- _STATED GOAL_:
Find the line that contains "Keypoint placement for each instance of the granite". Then set down that line and all the lines after it, to the end of the records, exactly and with nothing added.

----- EXTRACTED RECORDS -----

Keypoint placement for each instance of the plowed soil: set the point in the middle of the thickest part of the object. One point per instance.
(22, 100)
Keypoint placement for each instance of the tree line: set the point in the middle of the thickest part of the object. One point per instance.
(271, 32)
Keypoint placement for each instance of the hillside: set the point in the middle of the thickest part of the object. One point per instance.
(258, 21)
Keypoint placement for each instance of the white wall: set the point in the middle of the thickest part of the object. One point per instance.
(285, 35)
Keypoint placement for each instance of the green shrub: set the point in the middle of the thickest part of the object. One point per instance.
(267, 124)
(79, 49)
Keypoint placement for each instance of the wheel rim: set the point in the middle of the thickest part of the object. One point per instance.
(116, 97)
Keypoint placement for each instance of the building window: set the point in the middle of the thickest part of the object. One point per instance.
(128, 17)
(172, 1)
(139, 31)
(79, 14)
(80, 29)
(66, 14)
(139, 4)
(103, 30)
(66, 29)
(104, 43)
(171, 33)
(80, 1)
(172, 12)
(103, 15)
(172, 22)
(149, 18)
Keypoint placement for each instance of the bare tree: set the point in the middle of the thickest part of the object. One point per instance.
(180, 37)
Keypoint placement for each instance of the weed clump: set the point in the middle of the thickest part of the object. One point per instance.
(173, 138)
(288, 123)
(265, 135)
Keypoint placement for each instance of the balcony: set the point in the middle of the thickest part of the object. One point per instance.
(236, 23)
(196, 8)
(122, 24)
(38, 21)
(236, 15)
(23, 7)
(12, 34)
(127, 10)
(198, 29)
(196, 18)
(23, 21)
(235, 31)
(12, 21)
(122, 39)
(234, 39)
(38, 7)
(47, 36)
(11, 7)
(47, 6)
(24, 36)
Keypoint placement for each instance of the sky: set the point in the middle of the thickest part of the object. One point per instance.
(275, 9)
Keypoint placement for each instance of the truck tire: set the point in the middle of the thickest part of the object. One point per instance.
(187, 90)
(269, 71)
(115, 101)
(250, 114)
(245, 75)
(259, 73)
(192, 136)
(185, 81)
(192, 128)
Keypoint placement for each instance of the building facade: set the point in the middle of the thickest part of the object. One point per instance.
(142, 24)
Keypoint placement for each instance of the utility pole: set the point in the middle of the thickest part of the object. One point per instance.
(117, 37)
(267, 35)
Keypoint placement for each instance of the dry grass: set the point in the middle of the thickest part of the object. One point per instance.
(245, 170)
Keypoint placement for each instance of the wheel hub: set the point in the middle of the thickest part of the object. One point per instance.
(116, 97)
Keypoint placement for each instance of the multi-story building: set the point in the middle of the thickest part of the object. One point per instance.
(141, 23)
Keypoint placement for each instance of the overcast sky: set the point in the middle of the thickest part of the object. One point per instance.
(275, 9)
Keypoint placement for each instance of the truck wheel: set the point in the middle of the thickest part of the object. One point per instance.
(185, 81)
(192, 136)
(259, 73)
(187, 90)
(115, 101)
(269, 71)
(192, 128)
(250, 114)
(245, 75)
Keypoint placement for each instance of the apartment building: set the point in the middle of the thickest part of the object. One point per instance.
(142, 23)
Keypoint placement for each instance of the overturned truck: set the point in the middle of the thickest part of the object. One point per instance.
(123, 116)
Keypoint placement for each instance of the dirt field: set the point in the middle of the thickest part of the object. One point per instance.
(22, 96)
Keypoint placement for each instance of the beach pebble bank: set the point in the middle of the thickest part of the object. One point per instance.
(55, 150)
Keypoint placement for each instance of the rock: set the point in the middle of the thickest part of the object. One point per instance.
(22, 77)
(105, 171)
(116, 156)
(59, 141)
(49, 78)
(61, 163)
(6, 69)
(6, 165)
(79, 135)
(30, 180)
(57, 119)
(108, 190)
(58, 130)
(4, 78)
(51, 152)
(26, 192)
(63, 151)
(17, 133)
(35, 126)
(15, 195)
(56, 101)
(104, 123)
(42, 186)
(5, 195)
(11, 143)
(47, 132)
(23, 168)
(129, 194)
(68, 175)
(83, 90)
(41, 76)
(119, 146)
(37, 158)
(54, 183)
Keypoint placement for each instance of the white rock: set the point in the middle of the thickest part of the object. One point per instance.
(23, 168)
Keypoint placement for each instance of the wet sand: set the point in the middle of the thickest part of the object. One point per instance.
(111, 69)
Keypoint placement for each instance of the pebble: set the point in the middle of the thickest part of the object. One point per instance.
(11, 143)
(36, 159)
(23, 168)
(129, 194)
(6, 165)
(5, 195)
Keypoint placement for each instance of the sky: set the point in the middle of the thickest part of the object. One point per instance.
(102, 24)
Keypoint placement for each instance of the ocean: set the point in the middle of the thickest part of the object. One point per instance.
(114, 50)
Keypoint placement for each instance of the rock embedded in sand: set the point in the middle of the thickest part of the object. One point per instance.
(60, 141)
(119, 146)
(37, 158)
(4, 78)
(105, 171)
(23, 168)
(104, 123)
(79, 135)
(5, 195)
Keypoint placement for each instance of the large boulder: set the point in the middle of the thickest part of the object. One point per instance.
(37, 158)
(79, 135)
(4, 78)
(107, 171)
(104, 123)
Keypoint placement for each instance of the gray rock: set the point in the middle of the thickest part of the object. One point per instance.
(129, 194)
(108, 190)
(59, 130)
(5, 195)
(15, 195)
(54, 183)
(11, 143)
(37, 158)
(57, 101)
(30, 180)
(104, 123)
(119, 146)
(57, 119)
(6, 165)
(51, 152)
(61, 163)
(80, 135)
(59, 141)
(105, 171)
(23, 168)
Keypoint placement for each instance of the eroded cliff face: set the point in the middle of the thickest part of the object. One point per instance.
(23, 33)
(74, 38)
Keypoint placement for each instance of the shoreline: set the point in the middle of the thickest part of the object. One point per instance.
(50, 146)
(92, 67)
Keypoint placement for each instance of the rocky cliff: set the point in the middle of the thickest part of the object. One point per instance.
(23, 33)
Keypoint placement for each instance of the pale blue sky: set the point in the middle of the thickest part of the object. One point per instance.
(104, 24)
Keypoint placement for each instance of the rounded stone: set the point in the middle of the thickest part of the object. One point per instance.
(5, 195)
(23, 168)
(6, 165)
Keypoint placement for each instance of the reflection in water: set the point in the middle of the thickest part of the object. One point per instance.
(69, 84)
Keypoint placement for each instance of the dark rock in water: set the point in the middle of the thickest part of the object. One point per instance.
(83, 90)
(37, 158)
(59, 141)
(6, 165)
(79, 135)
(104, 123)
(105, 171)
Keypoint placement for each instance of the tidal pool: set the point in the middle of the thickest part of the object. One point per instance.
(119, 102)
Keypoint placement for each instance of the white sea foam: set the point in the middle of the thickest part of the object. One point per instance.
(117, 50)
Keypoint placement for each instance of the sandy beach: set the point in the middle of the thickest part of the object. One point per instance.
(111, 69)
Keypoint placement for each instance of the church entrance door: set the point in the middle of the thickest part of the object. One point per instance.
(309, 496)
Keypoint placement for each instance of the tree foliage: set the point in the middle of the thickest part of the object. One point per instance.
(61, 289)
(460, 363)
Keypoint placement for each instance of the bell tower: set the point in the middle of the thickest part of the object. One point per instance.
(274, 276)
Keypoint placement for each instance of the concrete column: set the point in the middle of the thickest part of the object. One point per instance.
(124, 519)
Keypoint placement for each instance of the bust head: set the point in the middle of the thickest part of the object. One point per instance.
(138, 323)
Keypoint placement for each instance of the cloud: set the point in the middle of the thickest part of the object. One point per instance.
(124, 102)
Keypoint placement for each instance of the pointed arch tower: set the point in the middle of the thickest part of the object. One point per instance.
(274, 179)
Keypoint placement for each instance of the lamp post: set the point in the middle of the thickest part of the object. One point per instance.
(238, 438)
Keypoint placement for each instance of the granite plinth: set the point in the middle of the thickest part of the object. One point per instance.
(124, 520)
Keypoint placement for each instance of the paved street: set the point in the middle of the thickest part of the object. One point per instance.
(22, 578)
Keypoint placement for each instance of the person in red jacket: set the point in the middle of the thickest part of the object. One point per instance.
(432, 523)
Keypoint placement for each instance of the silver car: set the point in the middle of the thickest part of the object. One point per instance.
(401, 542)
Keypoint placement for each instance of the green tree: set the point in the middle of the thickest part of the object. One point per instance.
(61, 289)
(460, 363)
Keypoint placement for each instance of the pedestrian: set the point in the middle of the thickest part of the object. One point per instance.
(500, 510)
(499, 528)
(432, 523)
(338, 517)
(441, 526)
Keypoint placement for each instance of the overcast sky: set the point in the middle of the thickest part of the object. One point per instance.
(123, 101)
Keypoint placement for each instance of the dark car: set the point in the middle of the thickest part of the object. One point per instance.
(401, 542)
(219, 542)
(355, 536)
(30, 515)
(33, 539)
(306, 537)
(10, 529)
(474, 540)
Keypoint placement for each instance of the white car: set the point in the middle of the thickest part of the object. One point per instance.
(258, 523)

-----

- _WRITTEN REPLY_:
Keypoint placement for each instance of the granite plinth: set the point in the middle of the thickest part of the object. One point per instance.
(124, 520)
Keypoint placement for each instance of the paved street: set the point in the middle of the thickest part of the object. One point per instance.
(22, 578)
Keypoint placement for each instance of the person in red jacket: set the point in the middle of the thickest part of the object. One point per instance.
(432, 523)
Keypoint placement for each instance of the silver car: set the point in the middle of the thickest part of the object. One point per instance.
(401, 542)
Keypoint placement for each instance of the green tree: set the point in the middle of the thickest part of the object. One point per instance.
(61, 289)
(460, 363)
Keypoint placement for each instance of the pedestrian: set the point in the middle of the thickest part of the object. One point per instance.
(500, 510)
(499, 528)
(432, 523)
(338, 517)
(441, 526)
Keypoint placement for each instance of the overcast sky: set the point in the middle of the thickest part of the object. One point per instance.
(123, 101)
Keypoint placement for each instance of the dark car: set the point in the middle of the thickest part of the object. One point per instance.
(401, 542)
(219, 542)
(355, 536)
(30, 515)
(33, 539)
(306, 537)
(10, 529)
(474, 540)
Keypoint placement for each instance of the white car: set the point in the middle of the thickest part of the object. One point per instance.
(258, 523)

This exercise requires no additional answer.